──────── Dataset rows

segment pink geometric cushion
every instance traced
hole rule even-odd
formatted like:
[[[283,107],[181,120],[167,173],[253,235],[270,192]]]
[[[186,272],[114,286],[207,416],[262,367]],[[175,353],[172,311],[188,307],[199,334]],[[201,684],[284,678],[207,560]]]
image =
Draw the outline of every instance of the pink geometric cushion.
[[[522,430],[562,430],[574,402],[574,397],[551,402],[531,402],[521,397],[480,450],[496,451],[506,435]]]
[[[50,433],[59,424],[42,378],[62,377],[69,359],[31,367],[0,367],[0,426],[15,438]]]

────────────────
──────── Dataset rows

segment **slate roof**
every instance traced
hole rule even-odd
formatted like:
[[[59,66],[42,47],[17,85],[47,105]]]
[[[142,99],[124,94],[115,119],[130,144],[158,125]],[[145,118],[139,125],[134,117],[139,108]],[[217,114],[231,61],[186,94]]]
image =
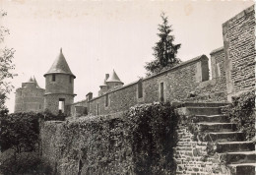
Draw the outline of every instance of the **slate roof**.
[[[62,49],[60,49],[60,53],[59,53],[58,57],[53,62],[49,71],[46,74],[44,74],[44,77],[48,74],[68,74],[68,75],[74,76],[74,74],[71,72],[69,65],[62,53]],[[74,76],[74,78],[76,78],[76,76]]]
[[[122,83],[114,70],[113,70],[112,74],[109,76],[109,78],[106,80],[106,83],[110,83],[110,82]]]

────────────────
──────── Dataset rows

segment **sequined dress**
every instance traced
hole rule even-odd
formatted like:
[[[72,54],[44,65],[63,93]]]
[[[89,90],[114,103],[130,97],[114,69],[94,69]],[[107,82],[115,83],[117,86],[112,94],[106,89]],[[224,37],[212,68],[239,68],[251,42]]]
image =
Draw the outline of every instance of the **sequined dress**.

────────────────

Recast the lines of these entries, starting at the line containing "segment **sequined dress**" and ending at the line containing "Draw the outline of every instance of the **sequined", as a JSON list of strings with one string per line and blank lines omitted.

--- Output for this task ---
[
  "segment **sequined dress**",
  "every instance traced",
  "hole rule even-odd",
  "formatted like:",
  "[[[72,54],[44,65],[63,93]]]",
  "[[[89,90],[114,103],[130,97],[114,69],[94,69]],[[107,82],[115,83],[117,86],[112,94],[106,89]],[[224,37],[212,68],[239,68],[251,42]]]",
  "image =",
  "Draw the outline of every instance of the **sequined dress**."
]